— START —
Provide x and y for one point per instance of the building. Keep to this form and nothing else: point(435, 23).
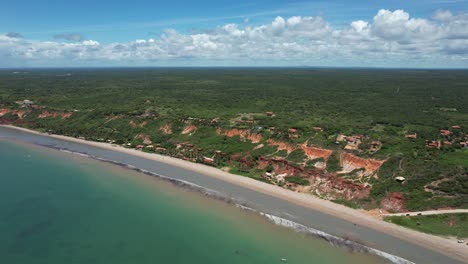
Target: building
point(207, 160)
point(445, 132)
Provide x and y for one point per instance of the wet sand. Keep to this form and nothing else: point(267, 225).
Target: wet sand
point(300, 208)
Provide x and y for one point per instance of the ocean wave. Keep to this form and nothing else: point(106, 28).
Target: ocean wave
point(333, 240)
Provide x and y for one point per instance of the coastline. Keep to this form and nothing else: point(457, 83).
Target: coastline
point(437, 244)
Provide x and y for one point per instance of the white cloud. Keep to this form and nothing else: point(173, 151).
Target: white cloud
point(390, 37)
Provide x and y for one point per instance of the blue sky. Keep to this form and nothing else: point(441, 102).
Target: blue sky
point(118, 22)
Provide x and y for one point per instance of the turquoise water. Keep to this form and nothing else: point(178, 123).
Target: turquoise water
point(62, 208)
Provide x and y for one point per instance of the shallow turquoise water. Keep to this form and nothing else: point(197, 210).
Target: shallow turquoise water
point(61, 208)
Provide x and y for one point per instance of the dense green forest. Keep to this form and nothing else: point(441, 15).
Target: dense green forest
point(391, 116)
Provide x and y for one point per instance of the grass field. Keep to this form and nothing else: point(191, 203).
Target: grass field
point(455, 225)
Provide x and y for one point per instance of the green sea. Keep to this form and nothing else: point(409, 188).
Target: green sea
point(58, 207)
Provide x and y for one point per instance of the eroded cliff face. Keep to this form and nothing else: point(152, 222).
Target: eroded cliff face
point(135, 124)
point(19, 113)
point(46, 114)
point(243, 134)
point(350, 162)
point(326, 185)
point(331, 187)
point(316, 153)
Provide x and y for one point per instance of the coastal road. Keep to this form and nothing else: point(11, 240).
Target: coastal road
point(342, 222)
point(431, 212)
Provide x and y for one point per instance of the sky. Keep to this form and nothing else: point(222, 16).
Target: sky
point(340, 33)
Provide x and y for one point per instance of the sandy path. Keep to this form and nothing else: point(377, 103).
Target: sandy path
point(448, 247)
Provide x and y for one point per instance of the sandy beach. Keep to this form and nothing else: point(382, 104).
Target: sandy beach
point(441, 245)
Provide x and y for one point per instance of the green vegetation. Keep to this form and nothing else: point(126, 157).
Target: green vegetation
point(455, 225)
point(118, 105)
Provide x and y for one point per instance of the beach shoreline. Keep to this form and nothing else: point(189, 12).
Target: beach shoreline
point(437, 244)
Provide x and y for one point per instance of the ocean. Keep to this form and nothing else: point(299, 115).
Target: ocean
point(58, 207)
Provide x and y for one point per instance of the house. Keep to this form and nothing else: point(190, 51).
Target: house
— END —
Could you print all of the records above word for word, leaving the pictures out?

Answer to this task ▸
Provide x and y for one point per instance of the building. Keep to this form and nothing else: point(435, 23).
Target: building
point(207, 160)
point(445, 132)
Provide x and y for one point per instance of the wet sand. Keep to this form and nothing else: point(267, 225).
Target: wet sand
point(300, 208)
Provide x and y for one point per instance of the ocean wave. Keep to this form and nothing else: point(106, 28).
Target: ocean wave
point(333, 240)
Provide x and y for one point per instance of the coastline. Keep to this form and nothing else: point(457, 83).
Target: coastline
point(437, 244)
Provide x and y for one point per instance of the white cloud. Keep to this form and nothing else: point(173, 151).
Target: white cloud
point(390, 37)
Provide x and y for one point per instance of the blue sky. Keep to this form and nothing else: point(441, 102).
Target: blue sky
point(118, 22)
Provide x and y for one point per instance of the turquoise water. Keep to this form and nothing else: point(178, 123).
Target: turquoise water
point(62, 208)
Provide x and y for one point per instance of the shallow turquoise water. Keep to this form and nothing else: point(197, 210).
Target: shallow turquoise water
point(61, 208)
Provide x and y for one point per instance of the dense green forest. Keep to this form and nothing else: point(441, 15).
Target: dense green forest
point(391, 116)
Provide x and y for one point per instance of the grass field. Keep to this form and nothing else: point(191, 203).
Target: grass field
point(455, 225)
Provide x and y for one point per instance of the green sea. Keep to this form and nothing else: point(409, 188).
Target: green sea
point(58, 207)
Provide x and y for one point per instance of the eroded cliff face. Keep to this form and nothing else: point(152, 222).
Target: eroded cliff face
point(135, 124)
point(19, 113)
point(46, 114)
point(243, 134)
point(350, 162)
point(326, 185)
point(331, 187)
point(316, 153)
Provide x and y for one point per instance of the coastal road. Keep to this form and nothing else: point(11, 240).
Target: coastal road
point(342, 222)
point(431, 212)
Provide x and y for one point per instance of the sky. Keep to this form and nothing else: point(222, 16).
Target: sky
point(340, 33)
Provide x and y for one point per instance of the sandy path. Keep to this form and nothing else: point(377, 103).
Target: sandy path
point(448, 247)
Provide x and y for one point per instance of the sandy beach. Keep to this form and nothing else: point(382, 104).
Target: sandy beach
point(441, 245)
Provide x and y for one point per instance of the green vegetation. Keep to this form and nothing else: point(126, 157).
Target: green vegetation
point(455, 225)
point(118, 105)
Provide x and y for one point per instance of the beach shoreline. Keep to this form and nothing else: point(189, 12).
Target: beach shoreline
point(437, 244)
Provide x and y for one point per instance of the ocean. Keep to this form and nothing else: point(299, 115).
Target: ocean
point(58, 207)
Provide x and y for one point per instance of the house. Keep to this form and nothing else: point(190, 51).
Target: house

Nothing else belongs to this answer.